**TASK**
Extract every line of the entries below and reproduce each one verbatim, keeping the original order.

-*-*-

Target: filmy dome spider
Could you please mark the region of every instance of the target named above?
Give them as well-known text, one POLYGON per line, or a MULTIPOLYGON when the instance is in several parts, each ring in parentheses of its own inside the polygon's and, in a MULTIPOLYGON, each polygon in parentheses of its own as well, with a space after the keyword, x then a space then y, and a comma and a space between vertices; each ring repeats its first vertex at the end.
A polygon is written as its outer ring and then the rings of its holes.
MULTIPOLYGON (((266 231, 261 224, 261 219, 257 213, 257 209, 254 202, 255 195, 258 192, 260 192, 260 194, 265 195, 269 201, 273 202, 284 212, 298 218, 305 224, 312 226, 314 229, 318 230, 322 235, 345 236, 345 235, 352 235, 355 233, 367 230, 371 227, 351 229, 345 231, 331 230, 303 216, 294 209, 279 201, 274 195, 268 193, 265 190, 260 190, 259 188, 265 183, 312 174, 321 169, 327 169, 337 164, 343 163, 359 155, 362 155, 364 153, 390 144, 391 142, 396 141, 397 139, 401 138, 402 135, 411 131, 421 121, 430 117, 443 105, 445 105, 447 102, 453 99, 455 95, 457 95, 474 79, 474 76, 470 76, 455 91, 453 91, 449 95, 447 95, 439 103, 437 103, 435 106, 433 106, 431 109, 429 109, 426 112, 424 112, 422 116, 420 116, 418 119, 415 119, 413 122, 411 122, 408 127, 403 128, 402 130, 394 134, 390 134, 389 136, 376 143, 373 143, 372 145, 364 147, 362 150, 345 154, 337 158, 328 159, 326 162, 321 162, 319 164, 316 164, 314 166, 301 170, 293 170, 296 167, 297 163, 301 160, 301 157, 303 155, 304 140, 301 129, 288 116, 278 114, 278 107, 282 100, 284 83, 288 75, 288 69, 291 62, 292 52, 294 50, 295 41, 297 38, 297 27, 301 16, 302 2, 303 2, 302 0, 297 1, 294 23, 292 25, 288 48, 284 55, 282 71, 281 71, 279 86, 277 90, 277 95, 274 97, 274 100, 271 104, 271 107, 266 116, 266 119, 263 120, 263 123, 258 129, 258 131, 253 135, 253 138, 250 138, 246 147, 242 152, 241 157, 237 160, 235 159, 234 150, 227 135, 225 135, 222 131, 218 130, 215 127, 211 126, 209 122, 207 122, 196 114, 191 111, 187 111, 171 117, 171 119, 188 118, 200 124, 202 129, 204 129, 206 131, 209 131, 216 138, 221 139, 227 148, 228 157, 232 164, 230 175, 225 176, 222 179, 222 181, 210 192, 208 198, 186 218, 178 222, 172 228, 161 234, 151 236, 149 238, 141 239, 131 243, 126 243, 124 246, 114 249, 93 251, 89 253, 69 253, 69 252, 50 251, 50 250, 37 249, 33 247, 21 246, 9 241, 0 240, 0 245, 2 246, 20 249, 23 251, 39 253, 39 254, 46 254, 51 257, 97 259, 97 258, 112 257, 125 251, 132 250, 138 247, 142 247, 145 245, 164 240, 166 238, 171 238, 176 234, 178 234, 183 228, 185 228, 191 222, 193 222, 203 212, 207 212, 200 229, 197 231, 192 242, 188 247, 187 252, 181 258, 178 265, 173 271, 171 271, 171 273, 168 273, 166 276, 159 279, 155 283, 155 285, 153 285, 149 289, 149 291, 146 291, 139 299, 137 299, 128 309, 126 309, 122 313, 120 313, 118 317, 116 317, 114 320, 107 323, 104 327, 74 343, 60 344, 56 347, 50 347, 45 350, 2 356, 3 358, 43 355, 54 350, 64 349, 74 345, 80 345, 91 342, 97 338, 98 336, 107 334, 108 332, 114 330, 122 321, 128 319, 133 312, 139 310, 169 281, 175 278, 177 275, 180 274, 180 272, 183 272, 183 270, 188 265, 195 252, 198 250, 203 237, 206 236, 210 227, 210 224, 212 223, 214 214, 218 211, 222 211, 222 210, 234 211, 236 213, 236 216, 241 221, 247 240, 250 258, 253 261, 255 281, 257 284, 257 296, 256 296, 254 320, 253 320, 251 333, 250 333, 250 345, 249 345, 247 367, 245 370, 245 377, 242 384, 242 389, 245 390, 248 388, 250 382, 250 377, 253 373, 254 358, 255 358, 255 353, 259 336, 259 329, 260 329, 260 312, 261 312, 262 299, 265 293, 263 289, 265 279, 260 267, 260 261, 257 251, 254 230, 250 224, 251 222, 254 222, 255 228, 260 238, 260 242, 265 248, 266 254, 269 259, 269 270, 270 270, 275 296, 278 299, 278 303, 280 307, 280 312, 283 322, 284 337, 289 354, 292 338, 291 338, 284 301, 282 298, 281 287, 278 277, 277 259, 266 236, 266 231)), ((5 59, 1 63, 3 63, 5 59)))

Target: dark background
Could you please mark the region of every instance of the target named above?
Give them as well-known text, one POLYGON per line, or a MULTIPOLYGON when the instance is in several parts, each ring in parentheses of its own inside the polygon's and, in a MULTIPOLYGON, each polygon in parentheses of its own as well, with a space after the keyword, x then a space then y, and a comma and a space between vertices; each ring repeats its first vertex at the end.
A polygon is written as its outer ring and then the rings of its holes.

-*-*-

**WRITTEN ANSWER**
Target: filmy dome spider
Could you please mark the region of every instance of the target named above?
Give them as well-known text, one POLYGON per line, or a MULTIPOLYGON when the instance is in several parts, each ring in parentheses of its own inside the polygon's and, in a MULTIPOLYGON, each polygon in parentheses of its own as well, with a space after the keyword, x then a space then y, and a comma and a space between vertices; each ring repeats its first vertex at the end.
A polygon is written as its outer ring and then the rings of its holes.
MULTIPOLYGON (((266 231, 261 224, 261 219, 257 213, 257 209, 254 202, 255 195, 258 192, 260 192, 260 194, 265 195, 269 201, 273 202, 284 212, 298 218, 305 224, 312 226, 314 229, 318 230, 322 235, 345 236, 345 235, 352 235, 355 233, 367 230, 371 227, 351 229, 345 231, 331 230, 303 216, 294 209, 279 201, 274 195, 268 193, 265 190, 260 190, 259 188, 265 183, 312 174, 321 169, 327 169, 337 164, 343 163, 359 155, 362 155, 364 153, 390 144, 391 142, 396 141, 397 139, 401 138, 402 135, 411 131, 421 121, 430 117, 443 105, 445 105, 447 102, 453 99, 455 95, 457 95, 474 79, 474 76, 470 76, 455 91, 453 91, 449 95, 447 95, 439 103, 437 103, 435 106, 433 106, 431 109, 429 109, 426 112, 424 112, 422 116, 420 116, 418 119, 415 119, 413 122, 411 122, 408 127, 403 128, 402 130, 394 134, 390 134, 389 136, 376 143, 373 143, 372 145, 364 147, 362 150, 345 154, 337 158, 328 159, 326 162, 321 162, 319 164, 316 164, 314 166, 301 170, 293 170, 296 167, 297 163, 301 160, 301 157, 303 155, 304 140, 301 129, 288 116, 278 114, 278 107, 282 100, 284 83, 288 75, 288 69, 291 62, 292 52, 294 50, 295 41, 297 38, 297 27, 301 16, 302 2, 303 2, 302 0, 297 1, 294 23, 292 25, 288 48, 284 55, 282 71, 281 71, 279 86, 277 90, 277 95, 274 97, 274 100, 271 104, 271 107, 266 116, 266 119, 263 120, 263 123, 258 129, 258 131, 253 135, 253 138, 250 138, 246 147, 242 152, 241 157, 237 160, 235 159, 234 150, 227 135, 225 135, 222 131, 218 130, 215 127, 211 126, 209 122, 207 122, 196 114, 191 111, 187 111, 171 117, 171 119, 188 118, 200 124, 202 129, 204 129, 206 131, 209 131, 216 138, 221 139, 227 148, 228 157, 232 164, 230 175, 225 176, 222 179, 222 181, 210 192, 208 198, 186 218, 178 222, 172 228, 161 234, 151 236, 149 238, 141 239, 131 243, 126 243, 124 246, 114 249, 93 251, 89 253, 69 253, 69 252, 50 251, 50 250, 37 249, 33 247, 21 246, 9 241, 0 240, 0 245, 2 246, 20 249, 23 251, 39 253, 39 254, 46 254, 51 257, 97 259, 97 258, 112 257, 125 251, 132 250, 138 247, 142 247, 145 245, 164 240, 166 238, 171 238, 176 234, 178 234, 183 228, 185 228, 191 222, 193 222, 203 212, 207 212, 200 229, 197 231, 192 242, 188 247, 187 252, 181 258, 178 265, 173 271, 171 271, 171 273, 168 273, 166 276, 159 279, 155 283, 155 285, 153 285, 149 289, 149 291, 146 291, 139 299, 137 299, 128 309, 126 309, 122 313, 120 313, 118 317, 116 317, 114 320, 107 323, 104 327, 74 343, 60 344, 56 347, 50 347, 45 350, 2 356, 3 358, 43 355, 54 350, 64 349, 74 345, 80 345, 91 342, 97 338, 98 336, 107 334, 108 332, 114 330, 122 321, 128 319, 133 312, 139 310, 169 281, 175 278, 177 275, 180 274, 180 272, 183 272, 183 270, 188 265, 195 252, 198 250, 203 237, 206 236, 210 227, 210 224, 212 223, 214 214, 218 211, 222 211, 222 210, 234 211, 236 213, 236 216, 241 221, 247 240, 250 258, 253 261, 255 281, 257 284, 257 296, 256 296, 254 320, 253 320, 251 333, 250 333, 250 345, 249 345, 247 367, 245 370, 245 377, 242 384, 242 389, 245 390, 248 388, 250 382, 250 377, 253 373, 254 358, 255 358, 255 353, 259 336, 259 329, 260 329, 260 312, 261 312, 262 299, 265 293, 263 289, 265 279, 260 267, 260 261, 257 251, 254 230, 250 224, 251 222, 254 222, 255 228, 260 238, 260 242, 265 248, 266 254, 269 259, 269 270, 270 270, 275 296, 278 299, 278 303, 280 307, 280 312, 283 322, 284 337, 289 354, 292 338, 291 338, 284 301, 282 298, 281 287, 278 277, 277 259, 266 236, 266 231)), ((5 59, 1 63, 3 63, 5 59)))

Target: dark background
Could you please mark the region of every instance of the target named above?
Give them as well-known text, one POLYGON per line, or a MULTIPOLYGON when the instance is in several parts, each ring in parentheses of its own inside the polygon's and, in a MULTIPOLYGON, each polygon in parentheses of its own as well, with a space after the keyword, x then a space then y, and a comma and a space between vertices; each ring repeats its first vertex at the end.
A polygon is written as its outer ring and then the rings of its holes.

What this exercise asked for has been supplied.